◆ ACTIONS TO TAKE:
1. From the article on Thursday's inflation data, explain in one to three sentences why Kristina Hooper expects markets to be rattled only if the January consumer-price index comes in above expectations.
2. Proceed with the article on Thursday's inflation data, picking up after its final line.

◆ PAGE EXTRACT:

::::::::

Market Extra: Will Thursday’s inflation data kill the stock-market bounce? Here’s what investors want to see

With the U.S. stock market showing some stability after stumbling to start 2022, inflation data due Thursday understandably looms large. But it probably won’t be the last word, market watchers warned.

Investors will also be paying close attention to measures of inflation expectations, including a measure due Friday, as they size up the outlook.

“I can only hope for a ‘no gasp’ week in terms of the data. U.S. CPI is expected to be significantly hotter than the previous month, so I don’t expect any real rattling of markets unless it comes in above expectations,” said Kristina Hooper, chief global market strategist at Invesco, in a note, referring to the January reading of the consumer-price index.

Economists surveyed by The Wall Street Journal look for January CPI to show a 7.2% year-over-year rise after 7% December increase that was the hottest in nearly 40 years. CPI is expected to show a 0.4% monthly rise, slowing from the 0.5% rise in December. The core index, which strips out volatile food and energy prices, is also expected to rise 0.4%, which would bring its year-over-year rise to 5.9% versus 5.5% in December.

Read: High inflation has jacked up the cost of food, gas, cars and rent – and there’s little relief in sight

The Federal Reserve, which had previously played down rising inflationary pressures as “transitory,” has signaled it will likely begin lifting interest rates in March, followed by a reduction in the size of its balance sheet, as it responds to price pressures.

Rattled markets

Treasury yields have risen sharply since the start of the year, which sparked a stock-market selloff led by tech and other growth stocks that are more sensitive to rates. The yield on the 10-year Treasury note
TMUBMUSD10Y,
1.944%

earlier this week neared 2% for the first time since 2019, but has since pulled back.

Major benchmarks have moved higher this week as investors appeared ready to buy the market’s January dip. The tech heavy Nasdaq Composite
COMP,
+1.83%

remains down 7.6% for the year to date. The S&P 500
SPX,
+1.31%

is down 3.8% and the Dow Jones Industrial Average
DJIA,
+0.77%

had declined 1.5%.

‘Stop going up’

So what would it take for stocks to fully regain their footing?

::::::::

◆ STORED DATA:
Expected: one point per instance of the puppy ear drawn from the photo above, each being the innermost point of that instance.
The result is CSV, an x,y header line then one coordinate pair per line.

::::::::

◆ ANSWERS TO THE TASKS:
1. Hooper notes that CPI is already expected to be significantly hotter than the previous month. A hot reading is therefore anticipated, so she sees a real rattling of markets only if the figure exceeds those expectations.

2.
“Inflation has to stop going up. I know that sounds overly simplistic, but the bottom line is that for the past several months, markets and the Fed have seen ‘hints’ of a peak in inflation pressures, yet that wasn’t reality,” said Tom Essaye, founder of Sevens Report Research, in a Wednesday note.

See: Buy the dip? Why the stock market’s bounce may prove premature

While the year-over-year rate has been rising due to seasonal factors — a year ago vaccine uptake wasn’t widespread and the global economy hadn’t reopened — “the bottom line is that at some point inflation needs to peak and recede, otherwise the Fed will get even more hawkish, and markets will get hit again,” he said.

Expectations are key

Essaye and Invesco’s Hooper agree that investors won’t only be parsing Thursday’s CPI data for clues. Inflation expectations are also crucial, ensuring that investors will pay close heed to the University of Michigan’s preliminary February read onthe subject Friday morning.

That data could, in fact, prove more important, Hooper said, after the New York Fed’s inflation-expectations for the next one and three years remained elevated in December, but appeared to peak. The data showed median expectations one-year expectations unchanged at 6% and three-year expectations steady at 4%.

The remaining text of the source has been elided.